* start *
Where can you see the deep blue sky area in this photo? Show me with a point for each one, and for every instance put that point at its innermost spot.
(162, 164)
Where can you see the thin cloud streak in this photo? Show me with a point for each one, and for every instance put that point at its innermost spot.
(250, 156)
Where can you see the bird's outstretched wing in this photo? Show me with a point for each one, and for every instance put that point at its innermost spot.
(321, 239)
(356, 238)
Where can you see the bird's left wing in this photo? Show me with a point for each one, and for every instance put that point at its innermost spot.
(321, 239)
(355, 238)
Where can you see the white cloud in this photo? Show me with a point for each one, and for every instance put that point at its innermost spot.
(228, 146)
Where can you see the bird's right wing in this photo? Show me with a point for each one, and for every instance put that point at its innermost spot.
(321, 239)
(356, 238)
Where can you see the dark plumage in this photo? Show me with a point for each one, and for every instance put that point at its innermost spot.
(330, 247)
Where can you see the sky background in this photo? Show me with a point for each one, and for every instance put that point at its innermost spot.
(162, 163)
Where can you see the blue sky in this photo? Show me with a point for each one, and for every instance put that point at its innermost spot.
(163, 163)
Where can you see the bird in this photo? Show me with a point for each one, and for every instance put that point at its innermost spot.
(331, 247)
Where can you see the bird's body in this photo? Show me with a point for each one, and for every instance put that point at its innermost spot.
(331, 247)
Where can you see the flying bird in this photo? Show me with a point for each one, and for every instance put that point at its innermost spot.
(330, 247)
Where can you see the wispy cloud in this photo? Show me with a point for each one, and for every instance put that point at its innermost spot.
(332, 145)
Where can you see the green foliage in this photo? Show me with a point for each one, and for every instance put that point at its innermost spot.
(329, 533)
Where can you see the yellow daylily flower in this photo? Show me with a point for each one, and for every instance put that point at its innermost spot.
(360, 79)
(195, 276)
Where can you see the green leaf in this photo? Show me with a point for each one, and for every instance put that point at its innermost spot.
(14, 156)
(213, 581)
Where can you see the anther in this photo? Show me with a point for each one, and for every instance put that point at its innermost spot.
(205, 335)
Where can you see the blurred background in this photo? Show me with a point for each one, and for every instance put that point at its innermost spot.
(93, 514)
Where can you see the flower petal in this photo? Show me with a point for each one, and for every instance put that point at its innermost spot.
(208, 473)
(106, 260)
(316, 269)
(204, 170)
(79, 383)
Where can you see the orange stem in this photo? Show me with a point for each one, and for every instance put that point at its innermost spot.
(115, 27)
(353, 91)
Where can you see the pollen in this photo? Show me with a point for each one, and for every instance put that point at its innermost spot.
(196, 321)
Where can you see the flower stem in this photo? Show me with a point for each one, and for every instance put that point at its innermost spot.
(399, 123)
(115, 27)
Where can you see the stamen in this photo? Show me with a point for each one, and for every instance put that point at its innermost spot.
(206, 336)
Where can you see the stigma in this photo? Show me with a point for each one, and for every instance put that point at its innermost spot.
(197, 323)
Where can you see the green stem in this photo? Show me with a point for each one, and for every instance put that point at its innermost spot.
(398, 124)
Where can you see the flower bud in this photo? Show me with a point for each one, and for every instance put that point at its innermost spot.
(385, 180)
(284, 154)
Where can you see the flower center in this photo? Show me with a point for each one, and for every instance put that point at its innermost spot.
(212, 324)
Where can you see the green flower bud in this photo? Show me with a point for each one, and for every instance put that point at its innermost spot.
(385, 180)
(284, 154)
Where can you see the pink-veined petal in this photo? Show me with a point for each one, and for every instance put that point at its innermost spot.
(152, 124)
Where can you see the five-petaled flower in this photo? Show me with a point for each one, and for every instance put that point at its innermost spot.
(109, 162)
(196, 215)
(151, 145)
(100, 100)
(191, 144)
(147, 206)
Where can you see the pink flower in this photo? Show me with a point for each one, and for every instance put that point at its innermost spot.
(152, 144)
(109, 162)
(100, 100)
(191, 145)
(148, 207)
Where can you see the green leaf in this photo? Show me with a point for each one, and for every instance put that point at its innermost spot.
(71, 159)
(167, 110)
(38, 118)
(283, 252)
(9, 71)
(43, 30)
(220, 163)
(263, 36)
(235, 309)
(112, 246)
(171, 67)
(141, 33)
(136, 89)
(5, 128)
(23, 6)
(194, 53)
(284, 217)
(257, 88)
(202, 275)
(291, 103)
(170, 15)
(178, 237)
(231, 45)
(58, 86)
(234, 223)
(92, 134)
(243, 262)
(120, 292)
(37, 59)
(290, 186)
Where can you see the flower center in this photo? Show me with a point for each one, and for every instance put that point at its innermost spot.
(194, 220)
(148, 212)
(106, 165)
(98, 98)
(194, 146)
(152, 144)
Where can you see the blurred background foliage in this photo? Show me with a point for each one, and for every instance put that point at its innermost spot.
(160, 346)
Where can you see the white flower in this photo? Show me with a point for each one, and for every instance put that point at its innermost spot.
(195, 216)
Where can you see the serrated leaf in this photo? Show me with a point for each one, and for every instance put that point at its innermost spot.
* end *
**SHORT EXERCISE**
Reproduce all of the items above word for word, keeping their original order and line breaks.

**ANSWER FOR THE TASK**
Where can you see the deep blue sky area in this photo? Show me with a point for each one, and for every instance put that point at its innermost spot.
(162, 164)
Where can you see the thin cloud streak in this photo? Show me with a point for each one, and for every instance put that point at its innermost spot.
(250, 156)
Where can you see the bird's outstretched wing in this photo? Show me with a point for each one, and for every instance put that point at its innermost spot.
(321, 239)
(356, 238)
Where can you see the bird's left wing in this photo? Show me with a point for each one, and for every instance put that point at its innermost spot.
(321, 239)
(355, 238)
Where can you see the white cloud in this photo? Show me with a point for each one, and for every instance put that point at its innermost spot.
(228, 146)
Where can you see the bird's right wing in this photo? Show me with a point for each one, and for every instance put that point at its innermost spot.
(321, 239)
(356, 238)
Where can you see the dark plumage in this photo? Show me with a point for each one, and for every instance put that point at its innermost spot.
(330, 247)
Where can you see the sky background in this photo? Show me with a point for each one, and for every instance put that point at its innermost spot.
(162, 163)
Where can you see the blue sky in this photo? Show me with a point for each one, and for every instance put that point at its innermost spot.
(163, 163)
Where can you see the bird in this photo? Show me with a point for each one, and for every instance put that point at its innermost spot.
(331, 247)
Where can you see the bird's body in this photo? Show me with a point for each one, and for every instance put that point at its innermost spot.
(331, 247)
Where can you see the flying bird in this photo? Show me with a point for each one, and for every instance put that point at its innermost spot.
(330, 247)
Where can you see the wispy cloud in this photo? Show me with a point for each one, and for every instance put that point at its innermost spot.
(332, 145)
Where can you see the green foliage in this photo? Show me with a point for each one, and for every instance put that point at its innermost spot.
(329, 533)
Where can you see the yellow daylily flower in this photo? Show me with a point for each one, and for every instance put that point at its innermost spot.
(360, 79)
(195, 276)
Where can you see the green leaf in this photo? Show me with a point for each one, and for every instance put that point at its innermost spot.
(14, 156)
(213, 581)
Where can you see the anther in this photo? Show me with a point for each one, and for every instance put that point at its innermost spot.
(205, 335)
Where can you see the blurred background in this photo? Show me with a point for each one, and for every instance put that point at its innermost spot.
(93, 514)
Where can you see the flower petal in this photo? Show me with a point for each one, and for every instance put that point at its innermost spot.
(208, 473)
(106, 260)
(316, 269)
(204, 170)
(79, 383)
Where can you see the orange stem in this photo? Show me with a point for each one, and for every instance put that point at its innermost spot.
(115, 27)
(353, 91)
Where can you see the pollen in this photo? Show me with a point for each one, and for every instance put that point at its innermost spot.
(196, 321)
Where can you see the flower stem in this photo? Show me with a point for each one, and for every instance put that point at its innermost spot.
(399, 123)
(115, 27)
Where can you see the stamen in this photo? Show me with a point for each one, and for every instance put that point at its innermost spot.
(206, 336)
Where can you see the stigma in this photo? Show me with a point for each one, and for every instance put that point at its innermost spot.
(197, 323)
Where can you see the green stem in this photo? Show me with a point for each one, and for every instance put that point at its innermost spot.
(398, 124)
Where can you see the flower bud in this photo? Show me with a point for each one, and for every instance put that point at its innermost spot.
(385, 180)
(284, 154)
Where can you see the flower center in this photo? Show me with a point for each one, and for every instance put that point at its innermost spot.
(212, 324)
Where can you see the green flower bud in this photo? Show me with a point for each one, and for every instance put that point at its innermost spot.
(385, 180)
(284, 154)
Where can you see the pink-veined petal in this photo? Show me with a point for each one, and for every instance put that point at its innermost spot.
(152, 124)
Where can you see the five-petaled flower in this photo? Show me with a point for each one, and for every instance put that point at its innermost spot.
(109, 162)
(196, 215)
(151, 145)
(100, 100)
(191, 144)
(147, 206)
Where can you see the pink flower in this photo? Show me with a point for each one, and for every instance put that point at its innermost spot.
(152, 144)
(109, 162)
(100, 100)
(191, 145)
(148, 207)
Where can you see the green leaf in this photo? Show me with a point for each one, and for every instance put that point at its innermost spot.
(71, 159)
(167, 110)
(38, 118)
(283, 252)
(9, 71)
(43, 30)
(220, 163)
(263, 36)
(235, 309)
(112, 246)
(171, 67)
(141, 33)
(136, 89)
(5, 128)
(23, 6)
(194, 53)
(284, 217)
(257, 88)
(202, 275)
(291, 103)
(170, 15)
(178, 237)
(231, 45)
(58, 86)
(234, 223)
(92, 134)
(243, 262)
(120, 292)
(37, 59)
(290, 186)
Where can you see the flower center in this photo? Show me with a point for each one, and for every instance put that point at its innermost spot.
(194, 220)
(148, 212)
(106, 165)
(98, 98)
(194, 146)
(152, 144)
Where can you see the blurred background foliage in this photo? Show me with a point for each one, and for every instance put that point at its innermost spot.
(160, 346)
Where can you see the white flower in this photo? Show me with a point for each one, and for every instance put that point at its innermost spot.
(195, 216)
Where can you see the serrated leaf in this photo? Show me with a point for each one, and for every instance put that point at its innermost spot.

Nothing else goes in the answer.